Excerpt:
** begin **

If there was a defining characteristic of this swim team beyond striking success—the eight gold medals (of 15 total) represented the best Olympic performance by the U.S. women swimmers since 1984—it was a spirit of sororal fun and connection. This sense of camaraderie was no accident. Serving as the first female head coach for the U.S. women, Cal coach Teri McKeever, a two-time Olympic assistant, brought different priorities to preparation than her male predecessors. "Teri has always had a unique understanding of how women process stress and anxiety," says Vollmer. "Her team meetings created a really safe place for women to be themselves."
The U.S. women felt at home in the pool, too, where one standout performance inspired the next. "It was like every day somebody said, It's my turn now," says McKeever. And so the hardware piled up, in no small part because 2012 was finally McKeever's turn.
Serena Williams, Tennis
History will recall that Williams won two gold medals at the London Olympics in women's tennis. For most of the event, though, she was playing a wholly different sport from her opponents. While they were stroking the ball, Serena was pummeling it, as though harboring a personal grudge against yellow felt. While they maneuvered around the grass of the All England Club, Serena dashed and slid. While they merely competed, she played with an imperiousness that said, Kids, get off my lawn.
In the previous month she'd won Wimbledon for the fifth time; in the subsequent one she'd win her fourth U.S. Open. But at the Olympics Serena played what may have been the most comprehensively dominating tennis of her career.
As ever, Williams's achievements came with a side order of controversy. After humiliating Maria Sharapova in the gold medal match, she unleashed a Crip Walk on the vaunted Centre Court grass. The hidebound types were quick to throw around the dis words—disrespect, disgrace, disappointment. For the rest of us it was a reminder of what we've long suspected: Serena has always conducted business on her terms, indifferent to convention, making concessions to no one. And when she's finally done, we'll forget the inane cause célèbres and the lapses in decorum, and simply acknowledge her as the greatest ever.

** end **

Task set:
A) In the London Olympics excerpt, who was the first female head coach for the U.S. women swimmers?
B) Reproduce the London Olympics excerpt from "In the previous" up to and including "of her career.".

Material supplied:
** begin **

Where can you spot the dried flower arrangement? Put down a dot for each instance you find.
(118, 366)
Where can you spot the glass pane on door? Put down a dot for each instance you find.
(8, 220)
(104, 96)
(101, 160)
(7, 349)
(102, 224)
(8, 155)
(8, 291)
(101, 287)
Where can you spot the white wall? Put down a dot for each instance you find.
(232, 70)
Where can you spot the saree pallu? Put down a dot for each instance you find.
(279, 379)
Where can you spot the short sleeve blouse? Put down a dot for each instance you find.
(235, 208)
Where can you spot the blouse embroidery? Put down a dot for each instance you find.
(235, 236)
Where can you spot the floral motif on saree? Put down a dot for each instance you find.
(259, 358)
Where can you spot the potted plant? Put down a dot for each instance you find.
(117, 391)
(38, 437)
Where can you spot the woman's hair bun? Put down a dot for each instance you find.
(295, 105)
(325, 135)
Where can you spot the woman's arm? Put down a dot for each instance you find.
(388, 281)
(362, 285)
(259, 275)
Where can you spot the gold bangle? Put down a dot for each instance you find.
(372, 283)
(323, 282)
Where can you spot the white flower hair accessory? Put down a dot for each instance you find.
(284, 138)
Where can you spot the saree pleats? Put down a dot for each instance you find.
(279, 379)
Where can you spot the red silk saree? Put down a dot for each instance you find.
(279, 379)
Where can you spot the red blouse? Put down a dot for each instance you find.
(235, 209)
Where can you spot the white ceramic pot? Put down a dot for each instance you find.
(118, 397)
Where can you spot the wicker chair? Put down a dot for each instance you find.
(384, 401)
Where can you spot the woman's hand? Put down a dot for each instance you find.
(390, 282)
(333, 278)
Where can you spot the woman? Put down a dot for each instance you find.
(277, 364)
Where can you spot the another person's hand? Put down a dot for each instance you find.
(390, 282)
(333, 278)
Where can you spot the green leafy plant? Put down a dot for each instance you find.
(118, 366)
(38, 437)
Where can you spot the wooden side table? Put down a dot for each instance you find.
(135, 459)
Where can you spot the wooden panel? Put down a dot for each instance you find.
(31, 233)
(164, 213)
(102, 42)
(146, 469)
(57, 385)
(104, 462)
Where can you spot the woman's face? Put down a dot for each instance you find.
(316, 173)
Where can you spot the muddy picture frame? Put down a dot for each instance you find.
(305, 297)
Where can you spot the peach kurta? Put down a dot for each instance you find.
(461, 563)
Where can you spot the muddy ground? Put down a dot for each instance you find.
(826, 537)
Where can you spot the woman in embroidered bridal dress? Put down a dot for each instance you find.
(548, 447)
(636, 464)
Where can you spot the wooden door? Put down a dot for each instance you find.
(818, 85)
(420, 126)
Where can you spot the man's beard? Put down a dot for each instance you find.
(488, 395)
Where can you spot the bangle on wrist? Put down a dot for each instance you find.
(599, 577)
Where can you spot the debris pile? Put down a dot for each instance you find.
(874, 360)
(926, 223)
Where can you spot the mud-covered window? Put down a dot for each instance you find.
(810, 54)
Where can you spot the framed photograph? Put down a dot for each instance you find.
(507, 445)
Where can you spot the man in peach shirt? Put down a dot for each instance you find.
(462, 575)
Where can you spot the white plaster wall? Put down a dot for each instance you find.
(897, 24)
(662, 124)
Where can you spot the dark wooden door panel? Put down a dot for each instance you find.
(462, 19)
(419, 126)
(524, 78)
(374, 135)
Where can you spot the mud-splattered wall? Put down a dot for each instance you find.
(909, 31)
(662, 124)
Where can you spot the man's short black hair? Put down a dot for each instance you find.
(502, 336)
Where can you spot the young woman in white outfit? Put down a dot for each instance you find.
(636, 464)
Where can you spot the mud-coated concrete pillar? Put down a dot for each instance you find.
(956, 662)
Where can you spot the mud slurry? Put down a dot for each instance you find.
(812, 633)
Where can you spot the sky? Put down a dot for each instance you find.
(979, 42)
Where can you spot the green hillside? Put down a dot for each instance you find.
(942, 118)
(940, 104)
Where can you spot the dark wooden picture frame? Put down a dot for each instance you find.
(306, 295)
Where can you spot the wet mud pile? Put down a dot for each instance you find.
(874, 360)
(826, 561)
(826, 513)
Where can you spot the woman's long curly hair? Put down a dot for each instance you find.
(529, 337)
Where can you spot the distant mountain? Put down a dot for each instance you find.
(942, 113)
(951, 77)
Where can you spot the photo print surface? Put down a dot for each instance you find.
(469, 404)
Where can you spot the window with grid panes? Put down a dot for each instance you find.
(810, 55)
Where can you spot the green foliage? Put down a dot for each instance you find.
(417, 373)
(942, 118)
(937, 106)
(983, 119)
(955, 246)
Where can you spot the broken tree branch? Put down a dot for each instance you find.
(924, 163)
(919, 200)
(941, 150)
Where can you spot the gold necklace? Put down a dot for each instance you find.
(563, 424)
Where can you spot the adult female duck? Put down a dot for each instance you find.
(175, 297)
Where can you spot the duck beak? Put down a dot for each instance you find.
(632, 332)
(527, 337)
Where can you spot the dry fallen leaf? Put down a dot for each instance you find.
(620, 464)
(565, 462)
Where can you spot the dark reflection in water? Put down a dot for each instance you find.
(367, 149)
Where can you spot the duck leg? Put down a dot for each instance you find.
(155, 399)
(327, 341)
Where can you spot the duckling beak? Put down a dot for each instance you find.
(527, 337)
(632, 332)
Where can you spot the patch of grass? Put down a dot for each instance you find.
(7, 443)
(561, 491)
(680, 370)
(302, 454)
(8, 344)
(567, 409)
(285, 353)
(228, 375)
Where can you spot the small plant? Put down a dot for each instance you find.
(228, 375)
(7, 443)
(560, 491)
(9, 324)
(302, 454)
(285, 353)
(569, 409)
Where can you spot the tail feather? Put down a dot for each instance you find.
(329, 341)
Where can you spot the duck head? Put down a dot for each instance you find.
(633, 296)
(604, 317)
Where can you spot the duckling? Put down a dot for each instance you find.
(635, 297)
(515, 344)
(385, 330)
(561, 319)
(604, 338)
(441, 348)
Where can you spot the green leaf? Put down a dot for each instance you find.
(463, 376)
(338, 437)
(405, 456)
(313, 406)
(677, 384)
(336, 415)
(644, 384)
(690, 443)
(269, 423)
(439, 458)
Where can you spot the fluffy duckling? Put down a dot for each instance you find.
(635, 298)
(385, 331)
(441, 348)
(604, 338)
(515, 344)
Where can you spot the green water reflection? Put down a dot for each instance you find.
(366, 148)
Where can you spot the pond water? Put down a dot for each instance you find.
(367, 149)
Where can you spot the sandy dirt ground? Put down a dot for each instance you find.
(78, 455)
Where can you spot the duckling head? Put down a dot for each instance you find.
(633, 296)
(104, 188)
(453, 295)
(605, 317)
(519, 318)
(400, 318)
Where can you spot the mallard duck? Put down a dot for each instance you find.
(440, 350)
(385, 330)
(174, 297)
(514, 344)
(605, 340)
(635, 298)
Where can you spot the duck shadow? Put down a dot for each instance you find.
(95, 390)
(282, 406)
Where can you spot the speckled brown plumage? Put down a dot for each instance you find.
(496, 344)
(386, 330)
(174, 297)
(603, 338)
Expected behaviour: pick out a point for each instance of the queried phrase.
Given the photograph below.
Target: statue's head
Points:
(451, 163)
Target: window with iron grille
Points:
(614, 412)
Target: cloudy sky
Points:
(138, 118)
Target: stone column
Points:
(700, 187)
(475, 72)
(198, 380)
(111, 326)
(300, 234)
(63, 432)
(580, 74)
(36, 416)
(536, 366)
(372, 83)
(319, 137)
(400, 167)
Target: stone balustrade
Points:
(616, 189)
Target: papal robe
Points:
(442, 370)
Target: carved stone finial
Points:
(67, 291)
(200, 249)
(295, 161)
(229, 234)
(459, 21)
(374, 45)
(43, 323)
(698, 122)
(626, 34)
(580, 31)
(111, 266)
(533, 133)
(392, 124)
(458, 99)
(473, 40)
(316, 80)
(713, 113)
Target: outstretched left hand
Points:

** end **

Final answers:
A) Teri McKeever, the Cal coach, was the first female head coach for the U.S. women swimmers.

B)
In the previous month she'd won Wimbledon for the fifth time; in the subsequent one she'd win her fourth U.S. Open. But at the Olympics Serena played what may have been the most comprehensively dominating tennis of her career.